● Problem details
When you find the word "stucco" in a line of the entries, please copy the whole line.

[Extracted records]
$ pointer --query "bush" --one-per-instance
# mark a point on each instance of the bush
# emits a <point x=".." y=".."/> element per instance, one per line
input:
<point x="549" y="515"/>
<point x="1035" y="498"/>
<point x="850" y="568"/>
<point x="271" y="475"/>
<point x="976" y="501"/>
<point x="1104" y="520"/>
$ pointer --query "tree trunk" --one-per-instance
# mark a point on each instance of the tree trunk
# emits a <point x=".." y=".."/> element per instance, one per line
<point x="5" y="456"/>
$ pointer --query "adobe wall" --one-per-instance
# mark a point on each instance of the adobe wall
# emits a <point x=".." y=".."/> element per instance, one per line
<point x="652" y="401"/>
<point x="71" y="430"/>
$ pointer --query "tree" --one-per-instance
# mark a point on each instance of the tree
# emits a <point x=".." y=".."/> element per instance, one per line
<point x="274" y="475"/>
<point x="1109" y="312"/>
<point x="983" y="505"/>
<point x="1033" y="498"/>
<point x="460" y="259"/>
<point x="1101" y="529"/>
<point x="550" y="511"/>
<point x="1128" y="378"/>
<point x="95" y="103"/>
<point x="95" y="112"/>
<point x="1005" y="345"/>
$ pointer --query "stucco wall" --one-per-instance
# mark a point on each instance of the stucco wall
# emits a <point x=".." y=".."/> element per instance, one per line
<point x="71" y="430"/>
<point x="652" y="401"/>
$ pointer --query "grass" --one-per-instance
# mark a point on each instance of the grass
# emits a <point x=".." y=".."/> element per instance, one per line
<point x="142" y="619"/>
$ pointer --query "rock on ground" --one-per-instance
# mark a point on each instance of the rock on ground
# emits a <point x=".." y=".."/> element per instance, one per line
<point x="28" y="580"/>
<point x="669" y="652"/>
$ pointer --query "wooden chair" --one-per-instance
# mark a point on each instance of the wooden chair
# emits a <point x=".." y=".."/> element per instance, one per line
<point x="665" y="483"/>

● Exercise response
$ pointer --query "stucco wall" --one-per-instance
# mark a point on each instance of the stucco wall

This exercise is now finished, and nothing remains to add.